以下にこの2冊の中で重要な箇所をまとめておこう。


橋本は、「二十世紀は、「わかる」が当然の時代だった」(橋本19頁)と言う。つまり、何か自分の理解を越えることにぶつかった時、その正解はこの世のどこかに必ず存在しており、現時点では自分はそれを知らないだけなのだと誰もが信じていた時代だったということである。20世紀の進歩主義史観が、教育によってできる限り多くの正解を手に入れることを最も崇高な目標とし、誰もが正解の存在を疑うことなく邁進した時代だった。

だから、人は競って大学へ行ったし、子供達を競わせて大学に行かせた。ビジネスの理論書を必死になって読み漁ったし、誰よりも早く「先端の理論」を知りたがった。それをすることと、現実に生きる自分達が知らないままでいる「正解」を手に入れることとは、イコールだと思っていたのである。(橋本19頁)

**取り組む課題**: 文書の一節によれば、人々が競って大学へ行き、ビジネスの理論書を必死に読み漁ったのはなぜか。1〜3文で説明せよ。 資料は別の出典から採ったものである。

**保存された資料**:
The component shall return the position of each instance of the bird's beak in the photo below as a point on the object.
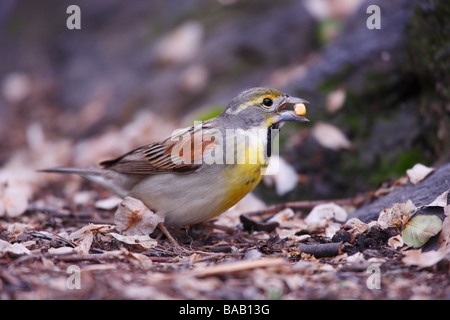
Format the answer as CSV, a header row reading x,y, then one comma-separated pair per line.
x,y
292,116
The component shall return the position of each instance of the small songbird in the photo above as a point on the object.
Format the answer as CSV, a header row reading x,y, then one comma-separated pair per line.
x,y
201,171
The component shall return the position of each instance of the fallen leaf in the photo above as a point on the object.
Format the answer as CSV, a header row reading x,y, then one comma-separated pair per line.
x,y
143,241
418,173
15,248
108,204
133,218
395,241
321,214
397,215
420,229
354,226
426,259
440,201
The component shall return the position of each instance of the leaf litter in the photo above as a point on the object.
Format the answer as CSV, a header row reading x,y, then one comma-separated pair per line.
x,y
299,250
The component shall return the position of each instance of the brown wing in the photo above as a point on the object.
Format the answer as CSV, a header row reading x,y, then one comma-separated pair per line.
x,y
175,155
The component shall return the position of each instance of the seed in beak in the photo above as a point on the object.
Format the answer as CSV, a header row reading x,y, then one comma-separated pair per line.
x,y
300,109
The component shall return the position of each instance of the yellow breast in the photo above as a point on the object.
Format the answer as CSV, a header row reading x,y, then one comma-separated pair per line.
x,y
241,178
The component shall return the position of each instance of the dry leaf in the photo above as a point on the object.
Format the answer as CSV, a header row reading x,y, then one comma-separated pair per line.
x,y
420,229
395,241
426,259
16,248
397,215
418,173
440,201
330,136
354,226
108,204
134,218
143,241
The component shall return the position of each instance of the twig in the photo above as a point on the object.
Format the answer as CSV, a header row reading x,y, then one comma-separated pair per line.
x,y
321,250
299,205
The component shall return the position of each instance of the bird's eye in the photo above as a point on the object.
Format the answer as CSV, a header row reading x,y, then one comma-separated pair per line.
x,y
267,102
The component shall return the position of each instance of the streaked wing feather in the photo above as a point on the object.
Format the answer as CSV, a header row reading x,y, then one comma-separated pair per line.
x,y
164,157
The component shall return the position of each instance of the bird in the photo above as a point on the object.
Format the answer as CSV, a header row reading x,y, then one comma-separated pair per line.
x,y
201,171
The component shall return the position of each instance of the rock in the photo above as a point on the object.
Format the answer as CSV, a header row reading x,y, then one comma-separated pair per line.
x,y
420,194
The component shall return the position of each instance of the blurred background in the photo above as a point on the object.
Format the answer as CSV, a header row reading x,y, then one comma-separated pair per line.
x,y
136,70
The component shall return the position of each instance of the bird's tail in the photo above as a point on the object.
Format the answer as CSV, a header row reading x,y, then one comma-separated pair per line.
x,y
85,172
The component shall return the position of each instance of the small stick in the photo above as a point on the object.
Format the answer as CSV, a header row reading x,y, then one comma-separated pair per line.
x,y
321,250
356,201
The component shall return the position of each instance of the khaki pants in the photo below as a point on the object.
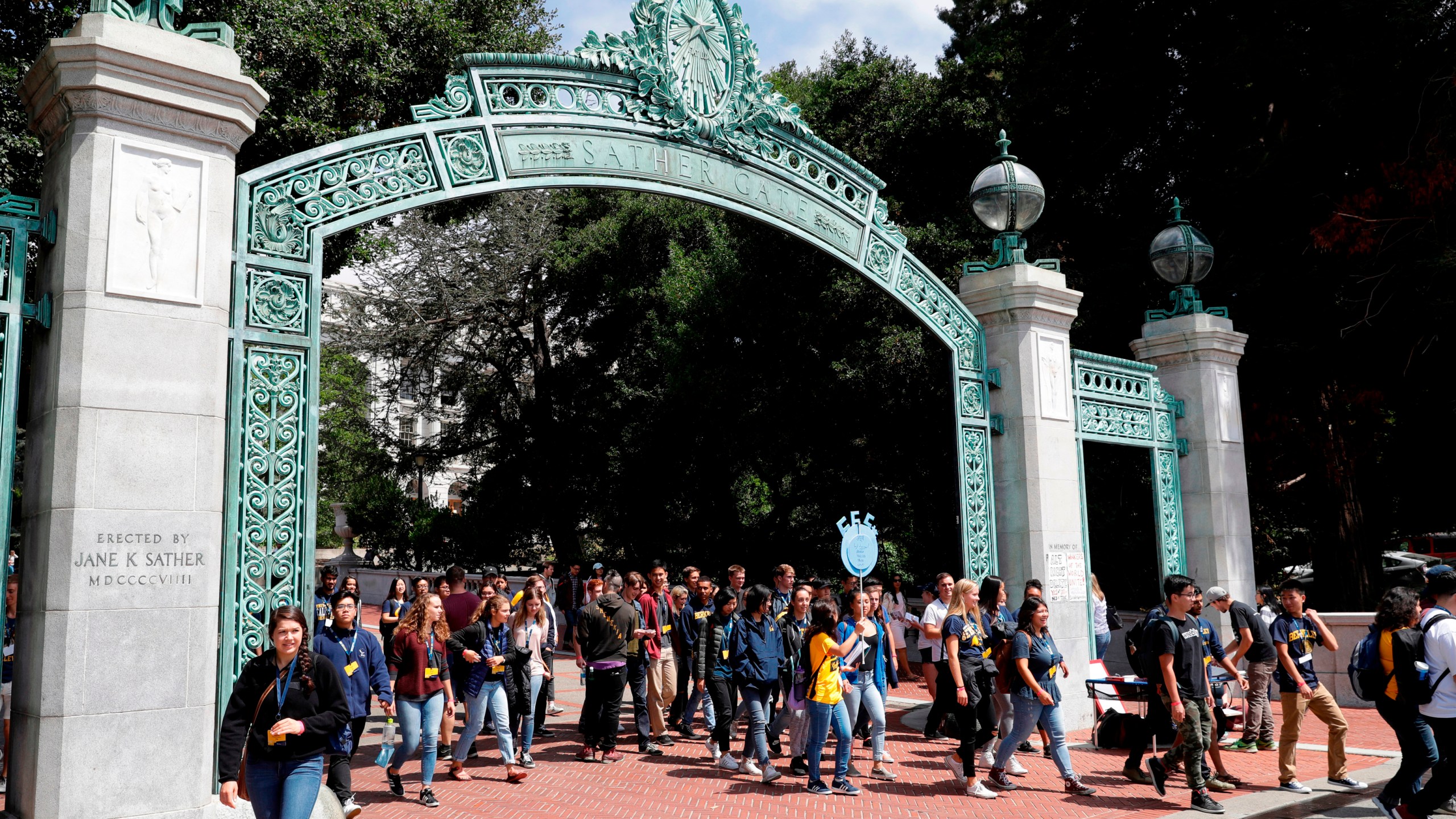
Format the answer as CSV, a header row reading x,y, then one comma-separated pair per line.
x,y
661,688
1322,704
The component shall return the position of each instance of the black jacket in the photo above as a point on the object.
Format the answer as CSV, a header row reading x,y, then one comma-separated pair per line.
x,y
324,712
518,664
708,649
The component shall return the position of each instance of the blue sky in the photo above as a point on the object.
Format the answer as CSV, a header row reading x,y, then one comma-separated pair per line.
x,y
794,30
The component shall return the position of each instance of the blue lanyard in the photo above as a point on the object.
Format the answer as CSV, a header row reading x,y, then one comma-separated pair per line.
x,y
283,690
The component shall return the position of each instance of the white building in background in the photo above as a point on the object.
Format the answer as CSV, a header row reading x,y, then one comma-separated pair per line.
x,y
405,419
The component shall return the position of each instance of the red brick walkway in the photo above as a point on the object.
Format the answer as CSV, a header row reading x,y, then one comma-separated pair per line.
x,y
685,784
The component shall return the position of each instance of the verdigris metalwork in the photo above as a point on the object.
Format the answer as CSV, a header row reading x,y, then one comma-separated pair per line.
x,y
1122,401
675,107
21,221
164,14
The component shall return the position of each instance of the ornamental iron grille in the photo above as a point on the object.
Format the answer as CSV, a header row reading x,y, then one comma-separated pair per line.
x,y
677,107
1120,401
21,221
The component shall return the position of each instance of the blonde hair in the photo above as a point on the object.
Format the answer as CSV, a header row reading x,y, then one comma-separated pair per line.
x,y
414,620
963,588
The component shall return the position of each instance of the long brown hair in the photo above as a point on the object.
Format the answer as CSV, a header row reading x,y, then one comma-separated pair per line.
x,y
520,613
414,621
305,660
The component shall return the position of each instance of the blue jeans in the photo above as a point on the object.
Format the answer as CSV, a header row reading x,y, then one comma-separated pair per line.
x,y
822,717
284,791
420,727
1030,713
756,700
524,723
1418,750
491,700
867,694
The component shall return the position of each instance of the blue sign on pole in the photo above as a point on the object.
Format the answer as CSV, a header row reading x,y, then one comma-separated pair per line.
x,y
859,547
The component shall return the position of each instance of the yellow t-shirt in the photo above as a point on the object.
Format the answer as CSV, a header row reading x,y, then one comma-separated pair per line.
x,y
1388,664
826,685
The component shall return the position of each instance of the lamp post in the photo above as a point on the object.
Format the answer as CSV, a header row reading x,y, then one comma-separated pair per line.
x,y
1181,255
1007,197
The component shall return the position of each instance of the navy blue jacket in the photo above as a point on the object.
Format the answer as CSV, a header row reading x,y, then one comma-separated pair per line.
x,y
756,651
370,677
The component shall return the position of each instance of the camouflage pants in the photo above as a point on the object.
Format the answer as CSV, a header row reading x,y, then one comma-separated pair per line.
x,y
1194,739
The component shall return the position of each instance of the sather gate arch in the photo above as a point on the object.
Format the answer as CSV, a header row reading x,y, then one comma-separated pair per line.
x,y
677,105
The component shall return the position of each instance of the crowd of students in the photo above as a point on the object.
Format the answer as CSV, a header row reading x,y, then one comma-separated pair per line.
x,y
792,657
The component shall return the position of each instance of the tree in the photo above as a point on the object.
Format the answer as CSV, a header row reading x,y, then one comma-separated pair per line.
x,y
1330,226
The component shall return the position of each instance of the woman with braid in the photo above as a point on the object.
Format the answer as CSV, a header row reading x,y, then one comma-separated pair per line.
x,y
421,691
286,706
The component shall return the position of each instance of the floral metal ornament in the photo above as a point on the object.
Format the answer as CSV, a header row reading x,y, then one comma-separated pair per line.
x,y
698,75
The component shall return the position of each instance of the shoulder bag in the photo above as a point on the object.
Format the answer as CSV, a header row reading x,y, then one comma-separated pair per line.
x,y
242,767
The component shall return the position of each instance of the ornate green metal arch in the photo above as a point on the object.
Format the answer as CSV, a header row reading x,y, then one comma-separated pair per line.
x,y
675,107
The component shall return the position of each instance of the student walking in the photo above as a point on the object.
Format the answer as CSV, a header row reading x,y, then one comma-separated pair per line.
x,y
1176,644
1439,646
602,628
1257,647
756,649
362,659
1037,697
1296,633
867,677
488,659
284,707
423,693
826,698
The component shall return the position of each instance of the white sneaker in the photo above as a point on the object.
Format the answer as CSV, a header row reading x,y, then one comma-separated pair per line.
x,y
956,768
979,791
989,755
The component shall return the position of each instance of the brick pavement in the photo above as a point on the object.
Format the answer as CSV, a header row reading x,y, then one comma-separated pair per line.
x,y
685,784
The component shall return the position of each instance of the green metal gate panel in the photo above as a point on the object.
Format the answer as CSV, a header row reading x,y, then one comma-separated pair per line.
x,y
19,221
628,111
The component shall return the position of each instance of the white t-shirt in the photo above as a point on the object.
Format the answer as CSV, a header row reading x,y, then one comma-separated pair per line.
x,y
1441,655
935,614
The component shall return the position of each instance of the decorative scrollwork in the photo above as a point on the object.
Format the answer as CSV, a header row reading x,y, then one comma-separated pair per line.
x,y
466,156
878,258
883,222
940,308
973,398
286,206
976,499
277,302
456,101
1114,420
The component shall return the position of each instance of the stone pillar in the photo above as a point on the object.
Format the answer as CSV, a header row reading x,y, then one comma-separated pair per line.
x,y
1197,359
115,688
1027,312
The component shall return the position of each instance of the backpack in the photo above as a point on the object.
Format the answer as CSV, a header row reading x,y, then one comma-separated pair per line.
x,y
1368,677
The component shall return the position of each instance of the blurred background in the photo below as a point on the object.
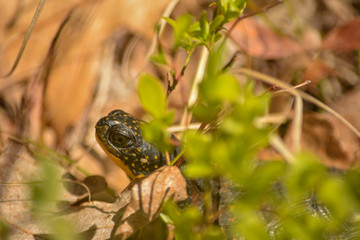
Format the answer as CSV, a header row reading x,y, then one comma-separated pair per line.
x,y
83,59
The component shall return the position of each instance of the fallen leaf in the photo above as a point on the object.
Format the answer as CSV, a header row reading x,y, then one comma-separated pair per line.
x,y
147,197
260,41
329,139
344,38
318,70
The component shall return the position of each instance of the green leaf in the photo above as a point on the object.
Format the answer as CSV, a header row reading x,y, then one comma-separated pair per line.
x,y
181,27
152,95
222,88
216,23
47,192
204,25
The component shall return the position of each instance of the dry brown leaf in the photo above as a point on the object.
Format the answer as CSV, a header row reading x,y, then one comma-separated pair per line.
x,y
348,106
329,139
344,38
76,64
260,41
317,70
147,196
135,207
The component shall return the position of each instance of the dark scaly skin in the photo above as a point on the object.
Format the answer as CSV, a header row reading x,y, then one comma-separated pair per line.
x,y
120,137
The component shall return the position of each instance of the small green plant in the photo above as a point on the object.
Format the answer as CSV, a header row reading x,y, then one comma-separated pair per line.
x,y
277,200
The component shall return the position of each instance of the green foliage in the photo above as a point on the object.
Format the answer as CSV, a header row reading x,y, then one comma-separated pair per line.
x,y
44,196
153,99
47,192
191,224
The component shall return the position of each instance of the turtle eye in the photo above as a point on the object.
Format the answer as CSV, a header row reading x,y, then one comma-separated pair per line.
x,y
120,139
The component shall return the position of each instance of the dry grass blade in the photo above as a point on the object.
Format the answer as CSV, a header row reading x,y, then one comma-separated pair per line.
x,y
26,38
306,97
147,196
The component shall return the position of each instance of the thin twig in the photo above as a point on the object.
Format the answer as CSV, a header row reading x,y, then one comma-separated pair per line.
x,y
261,10
280,147
26,38
291,90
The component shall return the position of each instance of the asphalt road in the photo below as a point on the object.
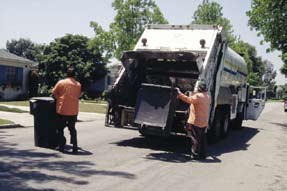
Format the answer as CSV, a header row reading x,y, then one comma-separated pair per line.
x,y
250,159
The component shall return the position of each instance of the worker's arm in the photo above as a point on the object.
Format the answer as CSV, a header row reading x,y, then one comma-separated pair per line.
x,y
188,99
55,90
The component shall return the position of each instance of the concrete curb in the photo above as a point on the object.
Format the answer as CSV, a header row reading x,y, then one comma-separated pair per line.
x,y
10,126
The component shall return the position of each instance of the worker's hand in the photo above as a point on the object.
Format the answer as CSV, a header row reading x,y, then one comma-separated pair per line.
x,y
178,90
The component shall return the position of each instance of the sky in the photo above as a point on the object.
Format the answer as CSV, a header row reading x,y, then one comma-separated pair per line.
x,y
42,21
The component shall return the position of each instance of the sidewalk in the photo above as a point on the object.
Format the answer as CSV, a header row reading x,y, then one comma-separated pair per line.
x,y
27,120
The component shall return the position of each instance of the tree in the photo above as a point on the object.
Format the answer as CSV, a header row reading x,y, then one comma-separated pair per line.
x,y
211,13
71,51
128,25
269,19
25,48
254,63
269,73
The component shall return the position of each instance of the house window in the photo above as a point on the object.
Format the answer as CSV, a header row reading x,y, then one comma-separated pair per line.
x,y
10,75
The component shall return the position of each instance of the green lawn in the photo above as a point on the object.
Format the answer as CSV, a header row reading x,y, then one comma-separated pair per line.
x,y
85,106
5,122
16,103
15,110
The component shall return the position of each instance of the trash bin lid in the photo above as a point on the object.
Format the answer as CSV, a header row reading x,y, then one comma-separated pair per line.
x,y
46,99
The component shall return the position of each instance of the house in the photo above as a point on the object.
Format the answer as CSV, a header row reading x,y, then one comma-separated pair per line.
x,y
14,74
107,81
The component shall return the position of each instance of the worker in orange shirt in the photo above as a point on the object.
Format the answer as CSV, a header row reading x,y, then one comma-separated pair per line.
x,y
67,93
198,119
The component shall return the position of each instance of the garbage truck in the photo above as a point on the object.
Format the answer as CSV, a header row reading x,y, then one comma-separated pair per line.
x,y
143,95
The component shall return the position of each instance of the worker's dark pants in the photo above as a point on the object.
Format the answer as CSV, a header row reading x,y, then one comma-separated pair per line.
x,y
198,139
67,121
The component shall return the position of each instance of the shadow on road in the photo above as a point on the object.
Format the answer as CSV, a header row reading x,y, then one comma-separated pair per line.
x,y
18,167
176,148
237,140
280,124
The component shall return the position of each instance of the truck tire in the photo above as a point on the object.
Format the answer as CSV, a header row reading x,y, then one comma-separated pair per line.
x,y
214,133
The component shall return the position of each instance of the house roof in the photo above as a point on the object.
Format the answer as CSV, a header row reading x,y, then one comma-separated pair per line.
x,y
5,55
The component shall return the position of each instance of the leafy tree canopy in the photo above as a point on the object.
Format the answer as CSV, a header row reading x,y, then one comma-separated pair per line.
x,y
129,22
25,48
269,18
71,51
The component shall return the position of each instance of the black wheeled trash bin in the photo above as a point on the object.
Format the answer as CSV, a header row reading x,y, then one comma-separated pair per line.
x,y
45,121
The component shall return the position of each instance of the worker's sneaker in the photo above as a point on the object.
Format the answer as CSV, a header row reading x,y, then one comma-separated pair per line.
x,y
61,148
75,149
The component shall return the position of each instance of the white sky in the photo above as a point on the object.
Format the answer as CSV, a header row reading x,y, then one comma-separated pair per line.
x,y
44,20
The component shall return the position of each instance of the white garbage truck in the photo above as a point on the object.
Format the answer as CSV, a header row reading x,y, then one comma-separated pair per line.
x,y
144,97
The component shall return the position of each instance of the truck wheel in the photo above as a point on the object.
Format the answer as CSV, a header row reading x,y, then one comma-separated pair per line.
x,y
215,131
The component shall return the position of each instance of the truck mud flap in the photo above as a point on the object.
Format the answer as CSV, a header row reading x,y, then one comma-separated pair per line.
x,y
155,108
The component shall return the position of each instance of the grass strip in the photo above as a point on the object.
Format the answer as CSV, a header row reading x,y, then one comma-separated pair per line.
x,y
5,122
14,110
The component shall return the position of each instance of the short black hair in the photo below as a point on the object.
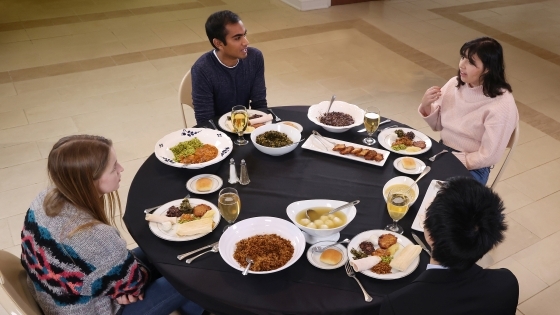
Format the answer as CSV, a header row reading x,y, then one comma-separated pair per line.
x,y
464,221
216,25
490,52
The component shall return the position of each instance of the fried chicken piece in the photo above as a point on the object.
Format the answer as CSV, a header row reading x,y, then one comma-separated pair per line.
x,y
347,150
386,240
339,147
370,155
200,210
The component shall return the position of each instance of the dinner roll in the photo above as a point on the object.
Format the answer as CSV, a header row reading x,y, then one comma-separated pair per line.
x,y
331,256
203,184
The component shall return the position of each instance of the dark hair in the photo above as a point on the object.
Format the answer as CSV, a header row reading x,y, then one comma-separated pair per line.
x,y
464,221
216,25
490,52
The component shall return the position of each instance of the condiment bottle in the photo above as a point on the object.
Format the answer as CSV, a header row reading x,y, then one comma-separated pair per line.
x,y
243,174
232,172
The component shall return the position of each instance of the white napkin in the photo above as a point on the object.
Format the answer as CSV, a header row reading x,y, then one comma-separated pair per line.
x,y
365,263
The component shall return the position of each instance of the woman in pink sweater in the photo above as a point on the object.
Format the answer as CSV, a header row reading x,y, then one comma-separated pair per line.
x,y
475,111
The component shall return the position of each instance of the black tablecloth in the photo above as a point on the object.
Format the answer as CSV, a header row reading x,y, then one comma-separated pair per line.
x,y
275,183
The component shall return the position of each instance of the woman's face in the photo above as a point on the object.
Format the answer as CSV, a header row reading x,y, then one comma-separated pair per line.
x,y
109,180
470,73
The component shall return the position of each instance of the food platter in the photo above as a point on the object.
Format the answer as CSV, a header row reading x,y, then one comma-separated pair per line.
x,y
171,235
222,122
387,136
207,136
314,144
402,240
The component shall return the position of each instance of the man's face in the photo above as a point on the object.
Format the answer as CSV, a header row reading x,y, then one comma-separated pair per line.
x,y
236,40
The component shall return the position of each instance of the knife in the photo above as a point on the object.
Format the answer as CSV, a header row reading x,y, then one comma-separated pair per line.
x,y
417,239
381,123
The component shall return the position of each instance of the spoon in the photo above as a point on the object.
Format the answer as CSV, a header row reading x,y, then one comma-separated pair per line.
x,y
250,262
344,206
426,170
318,249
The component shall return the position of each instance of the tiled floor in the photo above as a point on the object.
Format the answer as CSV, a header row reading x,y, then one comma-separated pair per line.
x,y
113,68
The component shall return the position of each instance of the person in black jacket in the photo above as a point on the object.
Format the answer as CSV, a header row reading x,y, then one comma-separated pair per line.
x,y
462,224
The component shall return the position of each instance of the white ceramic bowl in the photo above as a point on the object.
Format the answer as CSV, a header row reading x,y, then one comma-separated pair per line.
x,y
292,133
401,180
295,207
338,106
260,225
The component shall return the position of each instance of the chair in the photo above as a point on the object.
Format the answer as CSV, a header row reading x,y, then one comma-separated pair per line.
x,y
185,94
15,297
511,144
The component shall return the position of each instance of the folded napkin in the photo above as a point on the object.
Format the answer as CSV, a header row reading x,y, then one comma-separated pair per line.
x,y
365,263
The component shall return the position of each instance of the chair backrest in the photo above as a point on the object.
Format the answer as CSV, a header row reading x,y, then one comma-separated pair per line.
x,y
14,294
185,94
511,144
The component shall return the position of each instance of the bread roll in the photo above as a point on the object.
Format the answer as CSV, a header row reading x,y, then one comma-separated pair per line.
x,y
408,163
203,184
331,256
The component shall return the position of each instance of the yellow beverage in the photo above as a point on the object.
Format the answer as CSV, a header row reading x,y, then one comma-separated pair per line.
x,y
371,122
229,205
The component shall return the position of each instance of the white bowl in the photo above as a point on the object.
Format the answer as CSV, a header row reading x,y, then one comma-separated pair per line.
x,y
257,226
401,180
338,106
292,133
295,207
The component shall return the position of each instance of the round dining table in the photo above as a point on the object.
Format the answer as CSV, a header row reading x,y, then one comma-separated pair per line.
x,y
275,182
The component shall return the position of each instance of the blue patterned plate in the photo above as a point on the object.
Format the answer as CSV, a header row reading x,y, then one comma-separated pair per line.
x,y
207,136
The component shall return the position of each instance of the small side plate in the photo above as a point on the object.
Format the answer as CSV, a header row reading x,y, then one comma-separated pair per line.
x,y
315,260
216,184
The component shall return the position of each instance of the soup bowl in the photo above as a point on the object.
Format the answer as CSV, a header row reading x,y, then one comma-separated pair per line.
x,y
315,235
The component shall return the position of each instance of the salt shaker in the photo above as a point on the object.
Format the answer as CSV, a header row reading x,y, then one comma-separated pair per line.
x,y
232,172
243,174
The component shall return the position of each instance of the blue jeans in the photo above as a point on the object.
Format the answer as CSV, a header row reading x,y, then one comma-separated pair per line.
x,y
481,174
160,297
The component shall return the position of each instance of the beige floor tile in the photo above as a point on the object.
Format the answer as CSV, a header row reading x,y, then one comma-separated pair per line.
x,y
544,303
529,284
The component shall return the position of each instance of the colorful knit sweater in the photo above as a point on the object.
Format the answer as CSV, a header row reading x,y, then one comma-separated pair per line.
x,y
474,124
80,274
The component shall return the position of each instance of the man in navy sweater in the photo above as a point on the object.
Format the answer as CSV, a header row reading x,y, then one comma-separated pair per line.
x,y
231,74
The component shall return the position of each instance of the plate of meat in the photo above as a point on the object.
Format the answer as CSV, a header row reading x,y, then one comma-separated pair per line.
x,y
346,150
404,141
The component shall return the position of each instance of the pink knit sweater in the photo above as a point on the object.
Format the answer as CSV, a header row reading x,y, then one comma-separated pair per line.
x,y
472,123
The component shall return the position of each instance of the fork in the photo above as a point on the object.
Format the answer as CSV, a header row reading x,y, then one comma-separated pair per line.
x,y
350,272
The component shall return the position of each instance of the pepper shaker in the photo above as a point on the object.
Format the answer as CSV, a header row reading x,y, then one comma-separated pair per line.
x,y
232,172
243,174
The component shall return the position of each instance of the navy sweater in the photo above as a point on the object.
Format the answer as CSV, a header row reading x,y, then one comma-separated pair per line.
x,y
216,88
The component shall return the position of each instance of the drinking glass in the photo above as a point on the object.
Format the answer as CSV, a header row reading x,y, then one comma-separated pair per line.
x,y
371,122
239,121
398,202
229,205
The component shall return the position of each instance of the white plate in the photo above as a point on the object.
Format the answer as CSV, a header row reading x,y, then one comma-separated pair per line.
x,y
217,182
171,235
395,274
431,193
387,136
260,225
207,136
315,258
314,144
223,119
420,166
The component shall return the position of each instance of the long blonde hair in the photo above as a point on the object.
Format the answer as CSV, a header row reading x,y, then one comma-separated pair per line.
x,y
74,164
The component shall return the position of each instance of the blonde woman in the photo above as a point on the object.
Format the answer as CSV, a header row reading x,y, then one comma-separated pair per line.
x,y
75,259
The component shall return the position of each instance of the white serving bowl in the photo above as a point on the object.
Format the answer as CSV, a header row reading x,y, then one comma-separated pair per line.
x,y
257,226
338,106
295,207
401,180
292,133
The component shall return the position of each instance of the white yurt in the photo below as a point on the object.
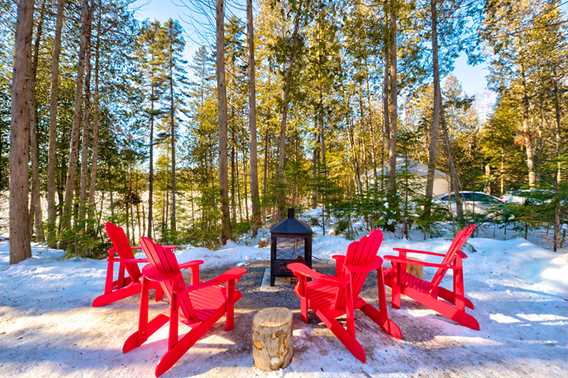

**以下が結果**: 20世紀は「わかる」が当然の時代で、人々は理解を越えることにぶつかっても、その正解はこの世のどこかに必ず存在し、自分はまだ知らないだけだと信じていた。そのため、大学へ行くことや「先端の理論」を知ることは、自分達が知らないままでいる「正解」を手に入れることとイコールだと思っていたからである。